■ **Requests**:
a) Output the passage of the forum thread below about a kitten suckling on a male cat, verbatim from "Immediately Nito grabs" up to and including "(Jun 28, 2006)".
b) In the forum thread below about a kitten suckling on a male cat, how old is Chica?

──────── Selection

# Kitten suckling on male cat ??



## RachandNito (Nov 21, 2008)

So, many of you know the story of Nito (1 year old male) and his new little sister kitten. Chica is about 2 months old, and she and Nito have become inseparable already. He loves to groom her, and they both love to play! I recently had her brother adopted out (who also got along great with Nito) and Chica was looking for him for hours  Tonight, she was crying a little, and so I brought her up to lay with Nito who was next to me.

Immediately Nito grabs her and smothers her with licked. Chica was purring like crazy and started kneading his belly and put her ears back as if she was looking for a nipple. Nito? Well, a bit confused, but loving it of course. He continued licking. She might have even gotten close to a nipple 8O it was so weird, because my cat is a male and here he was looking for all the world like a nursing mother cat. 

She still seems sad about Keanu, but we're visiting him on Tuesday. I'm glad Chica still has Nito, and that he's being such a good papa to her.


----------



## carolsclan (Jun 28, 2006)

For some strange reason I have often found that male cats are more tolerant of babies ....Freeway and Copicat my two ex strays love the "kids" and tolerate all sorts of abuse including Mike and Tyson suckling on them when they were younger.

────────────────
──────── Information supplied

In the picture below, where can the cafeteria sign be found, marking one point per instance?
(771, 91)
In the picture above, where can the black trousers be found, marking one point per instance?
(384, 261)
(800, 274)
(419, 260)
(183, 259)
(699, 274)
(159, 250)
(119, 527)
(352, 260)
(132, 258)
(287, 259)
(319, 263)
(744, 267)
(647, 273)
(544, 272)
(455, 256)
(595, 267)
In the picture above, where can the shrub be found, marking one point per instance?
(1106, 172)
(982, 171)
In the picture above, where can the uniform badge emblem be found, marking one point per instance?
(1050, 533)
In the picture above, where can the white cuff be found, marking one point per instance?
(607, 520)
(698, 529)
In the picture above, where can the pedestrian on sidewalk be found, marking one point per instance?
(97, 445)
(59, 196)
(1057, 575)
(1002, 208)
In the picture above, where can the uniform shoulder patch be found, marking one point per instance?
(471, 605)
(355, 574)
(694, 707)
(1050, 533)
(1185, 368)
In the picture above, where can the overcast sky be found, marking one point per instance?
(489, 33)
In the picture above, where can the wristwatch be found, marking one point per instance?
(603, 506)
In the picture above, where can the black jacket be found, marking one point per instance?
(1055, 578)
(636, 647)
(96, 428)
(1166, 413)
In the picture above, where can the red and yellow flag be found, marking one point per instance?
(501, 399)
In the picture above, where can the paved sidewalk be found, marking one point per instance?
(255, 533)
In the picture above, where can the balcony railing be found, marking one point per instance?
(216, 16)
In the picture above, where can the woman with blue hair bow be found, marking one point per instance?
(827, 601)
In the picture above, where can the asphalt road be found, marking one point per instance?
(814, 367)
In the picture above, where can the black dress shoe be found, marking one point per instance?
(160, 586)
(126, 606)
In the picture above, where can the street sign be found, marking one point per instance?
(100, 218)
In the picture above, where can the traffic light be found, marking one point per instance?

────────────────

■ **Solutions for each task**:
a)
Immediately Nito grabs her and smothers her with licked. Chica was purring like crazy and started kneading his belly and put her ears back as if she was looking for a nipple. Nito? Well, a bit confused, but loving it of course. He continued licking. She might have even gotten close to a nipple 8O it was so weird, because my cat is a male and here he was looking for all the world like a nursing mother cat. 

She still seems sad about Keanu, but we're visiting him on Tuesday. I'm glad Chica still has Nito, and that he's being such a good papa to her.


----------



## carolsclan (Jun 28, 2006)

b) About 2 months old.